SUPPLIED RECORDS:
>>>>>

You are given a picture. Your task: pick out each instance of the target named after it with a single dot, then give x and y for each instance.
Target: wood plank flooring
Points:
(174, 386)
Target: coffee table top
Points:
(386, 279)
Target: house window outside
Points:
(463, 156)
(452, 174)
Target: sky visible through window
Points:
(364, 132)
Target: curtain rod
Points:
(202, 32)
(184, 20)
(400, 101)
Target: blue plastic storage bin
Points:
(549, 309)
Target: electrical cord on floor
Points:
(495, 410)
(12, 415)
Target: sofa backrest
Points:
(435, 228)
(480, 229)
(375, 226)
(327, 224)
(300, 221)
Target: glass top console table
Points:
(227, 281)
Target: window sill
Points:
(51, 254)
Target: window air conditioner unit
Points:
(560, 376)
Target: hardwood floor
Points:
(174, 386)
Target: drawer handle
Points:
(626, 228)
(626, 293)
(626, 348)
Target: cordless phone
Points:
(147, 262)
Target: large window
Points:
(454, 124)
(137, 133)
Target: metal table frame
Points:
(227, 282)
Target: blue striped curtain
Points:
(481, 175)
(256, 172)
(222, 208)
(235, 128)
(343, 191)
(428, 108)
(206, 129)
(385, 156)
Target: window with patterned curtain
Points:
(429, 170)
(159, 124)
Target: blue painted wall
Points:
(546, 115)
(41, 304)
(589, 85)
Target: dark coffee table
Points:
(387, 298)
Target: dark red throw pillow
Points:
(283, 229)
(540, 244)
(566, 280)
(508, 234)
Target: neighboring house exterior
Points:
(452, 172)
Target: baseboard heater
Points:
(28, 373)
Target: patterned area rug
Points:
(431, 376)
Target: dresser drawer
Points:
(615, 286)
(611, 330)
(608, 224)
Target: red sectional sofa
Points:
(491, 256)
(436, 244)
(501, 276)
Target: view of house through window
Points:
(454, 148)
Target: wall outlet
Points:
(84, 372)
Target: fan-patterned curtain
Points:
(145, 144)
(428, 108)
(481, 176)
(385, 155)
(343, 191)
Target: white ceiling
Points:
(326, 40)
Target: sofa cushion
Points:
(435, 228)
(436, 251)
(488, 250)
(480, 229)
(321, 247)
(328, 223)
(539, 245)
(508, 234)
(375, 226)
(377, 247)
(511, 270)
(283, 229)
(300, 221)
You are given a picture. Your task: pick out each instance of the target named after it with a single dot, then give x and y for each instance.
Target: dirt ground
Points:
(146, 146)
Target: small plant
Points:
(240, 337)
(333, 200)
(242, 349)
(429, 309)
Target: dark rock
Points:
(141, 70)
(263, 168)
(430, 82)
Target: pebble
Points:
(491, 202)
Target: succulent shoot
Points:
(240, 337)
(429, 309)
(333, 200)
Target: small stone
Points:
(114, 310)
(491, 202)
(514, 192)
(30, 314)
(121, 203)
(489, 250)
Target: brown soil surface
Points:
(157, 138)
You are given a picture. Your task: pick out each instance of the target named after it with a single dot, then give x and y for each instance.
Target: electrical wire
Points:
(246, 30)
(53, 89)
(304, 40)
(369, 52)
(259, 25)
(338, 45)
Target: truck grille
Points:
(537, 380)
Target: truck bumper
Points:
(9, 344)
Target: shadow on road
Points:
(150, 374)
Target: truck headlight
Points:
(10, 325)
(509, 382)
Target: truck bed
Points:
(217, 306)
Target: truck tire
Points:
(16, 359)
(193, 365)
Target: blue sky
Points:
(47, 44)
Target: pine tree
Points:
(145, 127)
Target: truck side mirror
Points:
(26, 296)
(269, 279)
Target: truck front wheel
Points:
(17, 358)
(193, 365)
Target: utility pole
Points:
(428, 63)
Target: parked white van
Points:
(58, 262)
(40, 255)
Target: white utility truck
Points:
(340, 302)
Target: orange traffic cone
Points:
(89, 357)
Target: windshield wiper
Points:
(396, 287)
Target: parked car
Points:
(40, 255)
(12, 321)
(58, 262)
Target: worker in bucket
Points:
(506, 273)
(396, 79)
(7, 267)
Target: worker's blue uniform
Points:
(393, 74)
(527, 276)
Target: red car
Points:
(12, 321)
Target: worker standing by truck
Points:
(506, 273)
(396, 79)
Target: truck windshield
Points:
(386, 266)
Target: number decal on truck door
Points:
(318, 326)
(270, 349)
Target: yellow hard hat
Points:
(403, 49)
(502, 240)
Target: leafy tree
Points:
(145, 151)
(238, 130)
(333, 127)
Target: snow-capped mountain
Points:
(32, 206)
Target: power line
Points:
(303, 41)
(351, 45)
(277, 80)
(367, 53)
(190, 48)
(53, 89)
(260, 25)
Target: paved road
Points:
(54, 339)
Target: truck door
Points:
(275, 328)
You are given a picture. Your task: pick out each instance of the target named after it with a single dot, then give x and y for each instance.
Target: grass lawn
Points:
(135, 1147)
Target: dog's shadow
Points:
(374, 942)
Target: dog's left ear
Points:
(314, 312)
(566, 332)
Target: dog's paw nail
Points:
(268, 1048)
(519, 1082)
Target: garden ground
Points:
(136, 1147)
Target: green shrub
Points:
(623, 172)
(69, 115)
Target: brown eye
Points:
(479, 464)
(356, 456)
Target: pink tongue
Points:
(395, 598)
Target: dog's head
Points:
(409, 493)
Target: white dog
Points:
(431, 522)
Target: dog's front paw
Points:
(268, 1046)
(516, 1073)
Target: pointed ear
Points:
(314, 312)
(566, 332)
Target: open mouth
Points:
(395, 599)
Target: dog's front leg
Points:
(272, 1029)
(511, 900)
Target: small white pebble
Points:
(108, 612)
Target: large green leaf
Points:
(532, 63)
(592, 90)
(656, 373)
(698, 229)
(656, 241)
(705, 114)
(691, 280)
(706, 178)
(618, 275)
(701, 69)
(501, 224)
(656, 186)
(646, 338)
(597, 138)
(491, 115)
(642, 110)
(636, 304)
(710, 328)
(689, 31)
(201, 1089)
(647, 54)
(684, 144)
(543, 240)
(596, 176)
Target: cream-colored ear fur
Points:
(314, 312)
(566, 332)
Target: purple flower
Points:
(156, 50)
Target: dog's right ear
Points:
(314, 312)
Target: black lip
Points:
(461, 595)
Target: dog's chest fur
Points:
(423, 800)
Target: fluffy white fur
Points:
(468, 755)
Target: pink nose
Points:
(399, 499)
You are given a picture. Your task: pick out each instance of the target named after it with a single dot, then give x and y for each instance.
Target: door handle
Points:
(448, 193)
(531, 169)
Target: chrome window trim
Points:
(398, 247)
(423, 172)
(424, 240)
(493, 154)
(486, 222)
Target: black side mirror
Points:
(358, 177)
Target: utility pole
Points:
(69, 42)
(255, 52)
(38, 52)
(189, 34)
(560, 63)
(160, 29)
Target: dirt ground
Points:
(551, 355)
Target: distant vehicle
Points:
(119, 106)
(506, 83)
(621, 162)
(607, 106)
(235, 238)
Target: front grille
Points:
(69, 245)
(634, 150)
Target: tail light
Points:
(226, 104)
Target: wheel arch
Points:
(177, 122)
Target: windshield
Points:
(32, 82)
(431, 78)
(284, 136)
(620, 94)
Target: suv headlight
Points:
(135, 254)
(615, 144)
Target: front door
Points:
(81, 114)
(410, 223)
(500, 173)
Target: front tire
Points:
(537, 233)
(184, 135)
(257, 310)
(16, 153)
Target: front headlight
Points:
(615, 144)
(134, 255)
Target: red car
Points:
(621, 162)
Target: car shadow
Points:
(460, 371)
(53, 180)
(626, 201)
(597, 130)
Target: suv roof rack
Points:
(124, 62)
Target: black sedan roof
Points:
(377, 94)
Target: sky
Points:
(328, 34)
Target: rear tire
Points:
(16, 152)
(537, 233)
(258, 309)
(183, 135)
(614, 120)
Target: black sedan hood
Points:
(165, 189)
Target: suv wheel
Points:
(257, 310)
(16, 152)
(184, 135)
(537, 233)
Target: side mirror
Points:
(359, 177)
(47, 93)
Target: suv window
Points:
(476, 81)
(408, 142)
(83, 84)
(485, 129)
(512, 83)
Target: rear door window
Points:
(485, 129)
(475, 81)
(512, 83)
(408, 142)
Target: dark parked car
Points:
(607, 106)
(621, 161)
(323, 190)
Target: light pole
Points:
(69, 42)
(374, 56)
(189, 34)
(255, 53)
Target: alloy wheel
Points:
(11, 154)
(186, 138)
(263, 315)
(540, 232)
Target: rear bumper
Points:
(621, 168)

<<<<<

BRIEF:
When the line with "Target: neighboring house exterior" is reached in the data above, start copying there, and copy each line exactly until the line with "Target: small plant" has been copied; copy nothing else.

REPLY TO THE EXERCISE:
Target: neighboring house exterior
Points:
(452, 172)
Target: baseboard heater
Points:
(28, 373)
Target: patterned area rug
Points:
(431, 376)
Target: dresser drawer
Points:
(615, 286)
(611, 330)
(608, 224)
Target: red sectional sofa
Points:
(491, 256)
(436, 244)
(501, 276)
Target: view of house through window
Points:
(454, 148)
Target: wall outlet
Points:
(84, 372)
Target: fan-patterned curtain
Points:
(145, 144)
(428, 108)
(481, 176)
(385, 155)
(343, 191)
Target: white ceiling
Points:
(326, 40)
Target: sofa cushion
Points:
(435, 228)
(436, 251)
(488, 250)
(480, 229)
(321, 247)
(328, 223)
(539, 245)
(508, 234)
(375, 226)
(377, 247)
(511, 270)
(283, 229)
(300, 221)
You are given a picture. Your task: pick out each instance of the target named after it with a single dot, then give x and y for each instance.
Target: dirt ground
Points:
(146, 146)
Target: small plant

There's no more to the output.